Point-per-instance localization data:
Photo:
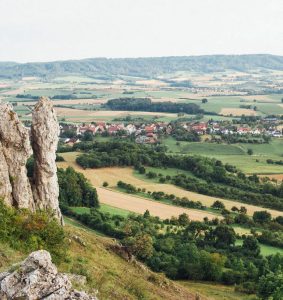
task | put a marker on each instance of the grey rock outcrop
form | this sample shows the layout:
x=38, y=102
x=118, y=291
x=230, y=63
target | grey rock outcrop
x=15, y=149
x=38, y=278
x=44, y=140
x=5, y=184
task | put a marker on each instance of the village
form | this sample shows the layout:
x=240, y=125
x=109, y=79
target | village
x=150, y=133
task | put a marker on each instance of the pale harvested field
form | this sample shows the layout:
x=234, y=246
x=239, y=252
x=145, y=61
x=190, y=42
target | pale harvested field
x=278, y=177
x=237, y=112
x=152, y=82
x=90, y=115
x=69, y=102
x=113, y=175
x=165, y=99
x=140, y=205
x=259, y=98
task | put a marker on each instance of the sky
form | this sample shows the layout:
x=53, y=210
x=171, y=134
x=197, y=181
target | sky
x=48, y=30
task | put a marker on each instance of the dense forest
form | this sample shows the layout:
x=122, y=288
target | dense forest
x=211, y=176
x=184, y=249
x=145, y=104
x=146, y=67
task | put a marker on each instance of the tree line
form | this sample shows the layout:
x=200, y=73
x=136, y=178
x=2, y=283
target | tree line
x=145, y=104
x=210, y=176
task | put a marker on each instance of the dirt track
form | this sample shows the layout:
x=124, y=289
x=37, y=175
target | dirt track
x=140, y=205
x=113, y=175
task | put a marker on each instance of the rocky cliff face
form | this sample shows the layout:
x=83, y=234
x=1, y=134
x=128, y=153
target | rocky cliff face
x=44, y=138
x=37, y=278
x=15, y=149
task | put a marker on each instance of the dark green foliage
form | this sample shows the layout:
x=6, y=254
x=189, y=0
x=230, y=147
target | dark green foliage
x=210, y=177
x=75, y=190
x=218, y=205
x=262, y=217
x=27, y=231
x=180, y=134
x=126, y=186
x=145, y=104
x=59, y=158
x=271, y=286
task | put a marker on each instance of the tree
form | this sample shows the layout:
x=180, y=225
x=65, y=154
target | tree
x=235, y=209
x=183, y=219
x=88, y=136
x=262, y=217
x=140, y=245
x=271, y=286
x=218, y=205
x=224, y=236
x=146, y=214
x=251, y=246
x=250, y=152
x=243, y=210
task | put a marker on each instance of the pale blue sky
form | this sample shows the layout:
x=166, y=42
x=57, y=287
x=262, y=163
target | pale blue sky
x=44, y=30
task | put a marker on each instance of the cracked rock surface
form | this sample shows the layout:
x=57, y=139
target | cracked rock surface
x=37, y=278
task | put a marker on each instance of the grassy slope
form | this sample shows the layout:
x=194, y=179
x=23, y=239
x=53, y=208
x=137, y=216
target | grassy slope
x=235, y=154
x=106, y=271
x=114, y=277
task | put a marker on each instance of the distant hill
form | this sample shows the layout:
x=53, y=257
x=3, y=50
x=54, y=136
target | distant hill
x=147, y=67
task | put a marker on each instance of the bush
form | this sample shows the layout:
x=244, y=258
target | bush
x=27, y=231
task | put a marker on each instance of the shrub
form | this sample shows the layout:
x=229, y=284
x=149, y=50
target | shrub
x=27, y=231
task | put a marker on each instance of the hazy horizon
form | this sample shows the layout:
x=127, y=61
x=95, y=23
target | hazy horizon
x=41, y=31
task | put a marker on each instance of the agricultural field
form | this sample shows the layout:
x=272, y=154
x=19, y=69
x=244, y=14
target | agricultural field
x=236, y=154
x=114, y=198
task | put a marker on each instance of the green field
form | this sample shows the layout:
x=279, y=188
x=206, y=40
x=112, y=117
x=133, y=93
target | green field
x=103, y=208
x=235, y=154
x=215, y=291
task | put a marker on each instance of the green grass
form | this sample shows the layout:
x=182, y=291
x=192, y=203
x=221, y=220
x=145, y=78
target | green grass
x=210, y=149
x=265, y=250
x=103, y=208
x=235, y=154
x=215, y=291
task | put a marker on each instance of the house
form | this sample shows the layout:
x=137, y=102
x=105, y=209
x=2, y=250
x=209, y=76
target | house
x=150, y=129
x=114, y=128
x=130, y=128
x=199, y=128
x=243, y=130
x=150, y=138
x=71, y=141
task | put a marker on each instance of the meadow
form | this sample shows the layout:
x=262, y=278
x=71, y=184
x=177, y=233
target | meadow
x=128, y=175
x=235, y=154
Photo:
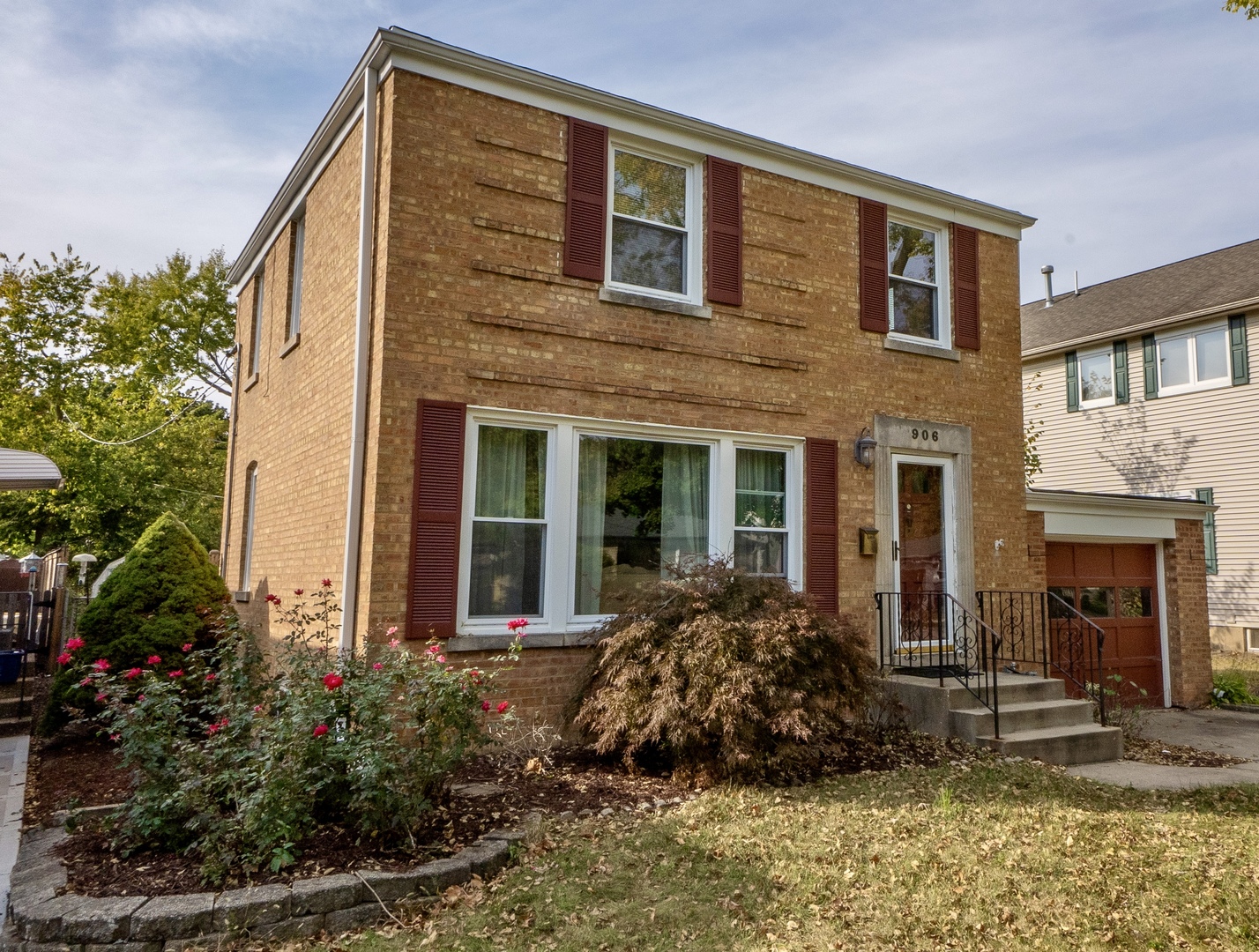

Task
Leave out the pictures, and retype exactly the lines from the one containing "x=209, y=76" through the last line of the data above, no more and no less.

Answer space
x=209, y=76
target | house
x=150, y=129
x=114, y=128
x=130, y=128
x=199, y=128
x=243, y=130
x=150, y=138
x=71, y=141
task | put a marker on each instance of the meadow
form | this sample shows the layout:
x=262, y=278
x=71, y=184
x=177, y=233
target | meadow
x=128, y=175
x=235, y=154
Photo:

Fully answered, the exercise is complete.